WORK ITEM |
Please restate each line of the data that follows word for word, skipping any image.

---

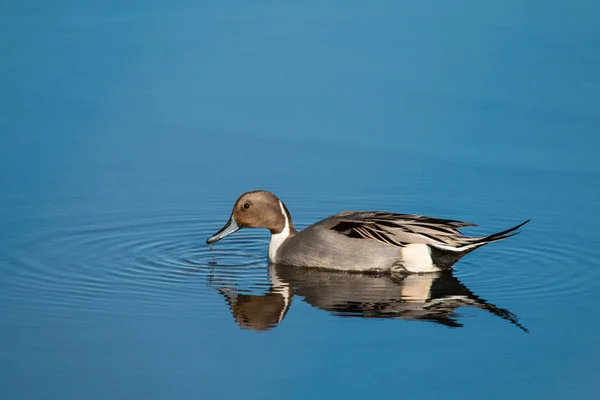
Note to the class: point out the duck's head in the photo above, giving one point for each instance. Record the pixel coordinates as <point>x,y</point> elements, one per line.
<point>257,209</point>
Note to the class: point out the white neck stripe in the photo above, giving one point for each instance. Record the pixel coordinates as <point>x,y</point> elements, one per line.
<point>278,238</point>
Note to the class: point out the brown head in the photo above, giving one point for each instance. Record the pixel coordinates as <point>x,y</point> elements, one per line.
<point>257,209</point>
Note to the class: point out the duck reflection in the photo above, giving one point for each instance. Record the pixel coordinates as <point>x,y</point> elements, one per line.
<point>433,297</point>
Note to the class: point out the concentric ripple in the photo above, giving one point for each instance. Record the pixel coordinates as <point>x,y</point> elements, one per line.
<point>154,262</point>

---

ANSWER |
Note to the class: point out the duck's head in the photo above, giving one point for each instance. Record the pixel coordinates as <point>x,y</point> elements, one per line.
<point>257,209</point>
Note to the class: point out the white neck stripe in the photo above, giving one point for each instance. Record the pixel coordinates as <point>x,y</point> elements, one per line.
<point>278,238</point>
Note to the class: point out the brown head in the photo above, giving one point for each instance. Record the pixel coordinates as <point>x,y</point> elements, one per line.
<point>257,209</point>
Note to the class: point out the duck reflection in the photo above, giving one point for each instance. Record the pixel coordinates as <point>x,y</point> elements, one per line.
<point>433,297</point>
Note to the class: point out the concentric ripple in the photo above, giving one point for each instance. Record the pixel coordinates as <point>x,y</point> elements, one per line.
<point>154,262</point>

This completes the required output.